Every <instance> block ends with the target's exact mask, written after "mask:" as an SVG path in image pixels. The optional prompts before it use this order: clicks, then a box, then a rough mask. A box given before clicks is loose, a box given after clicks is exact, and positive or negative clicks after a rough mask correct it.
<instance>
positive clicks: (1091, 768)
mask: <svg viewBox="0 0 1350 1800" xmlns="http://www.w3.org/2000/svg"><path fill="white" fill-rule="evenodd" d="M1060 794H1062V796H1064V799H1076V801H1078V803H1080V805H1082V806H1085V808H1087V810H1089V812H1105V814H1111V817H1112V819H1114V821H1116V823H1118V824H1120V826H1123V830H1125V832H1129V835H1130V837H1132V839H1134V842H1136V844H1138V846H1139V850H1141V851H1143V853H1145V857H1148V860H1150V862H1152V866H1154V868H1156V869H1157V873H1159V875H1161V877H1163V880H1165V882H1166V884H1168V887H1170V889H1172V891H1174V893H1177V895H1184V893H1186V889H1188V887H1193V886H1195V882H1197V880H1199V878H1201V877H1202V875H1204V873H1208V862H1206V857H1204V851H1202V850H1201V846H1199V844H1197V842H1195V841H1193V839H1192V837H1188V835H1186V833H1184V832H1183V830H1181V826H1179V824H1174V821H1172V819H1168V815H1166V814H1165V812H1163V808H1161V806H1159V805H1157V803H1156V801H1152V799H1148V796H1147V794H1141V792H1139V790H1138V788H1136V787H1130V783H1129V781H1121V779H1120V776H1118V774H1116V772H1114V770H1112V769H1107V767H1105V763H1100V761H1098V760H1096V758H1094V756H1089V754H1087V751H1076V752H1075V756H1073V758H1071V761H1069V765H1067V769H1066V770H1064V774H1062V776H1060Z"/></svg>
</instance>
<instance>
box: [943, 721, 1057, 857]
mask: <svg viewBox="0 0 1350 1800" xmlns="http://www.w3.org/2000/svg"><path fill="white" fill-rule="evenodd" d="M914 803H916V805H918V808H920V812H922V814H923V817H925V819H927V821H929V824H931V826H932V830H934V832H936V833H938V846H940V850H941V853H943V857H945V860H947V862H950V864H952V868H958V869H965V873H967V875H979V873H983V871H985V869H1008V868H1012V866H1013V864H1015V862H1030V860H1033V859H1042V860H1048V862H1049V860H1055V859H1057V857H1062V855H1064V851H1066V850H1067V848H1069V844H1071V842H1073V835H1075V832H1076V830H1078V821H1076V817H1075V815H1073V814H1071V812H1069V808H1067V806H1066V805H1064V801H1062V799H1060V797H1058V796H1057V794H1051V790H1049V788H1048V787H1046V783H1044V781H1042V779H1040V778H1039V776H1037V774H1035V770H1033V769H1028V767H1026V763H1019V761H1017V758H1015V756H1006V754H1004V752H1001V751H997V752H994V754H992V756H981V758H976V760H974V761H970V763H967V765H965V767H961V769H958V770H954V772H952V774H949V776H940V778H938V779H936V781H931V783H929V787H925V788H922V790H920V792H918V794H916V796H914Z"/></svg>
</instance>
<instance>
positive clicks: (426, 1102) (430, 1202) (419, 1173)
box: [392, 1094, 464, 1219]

■ ■ ■ ■

Format the material as a Markdown table with the columns Number and Line, from its first line through the line containing "positive clicks: (1091, 768)", both included. Number the rows and leave out blank lines.

**RESPONSE**
| Number | Line |
|---|---|
| 1 | Every <instance> block ends with the target's exact mask, written after "mask:" as an SVG path in image pixels. The optional prompts before it use this order: clicks, then a box, then a rough mask. A box given before clicks is loose, a box given after clicks is exact, and positive or negative clicks after a rough mask correct it. |
| 2 | <instance> |
| 3 | positive clicks: (1091, 768) |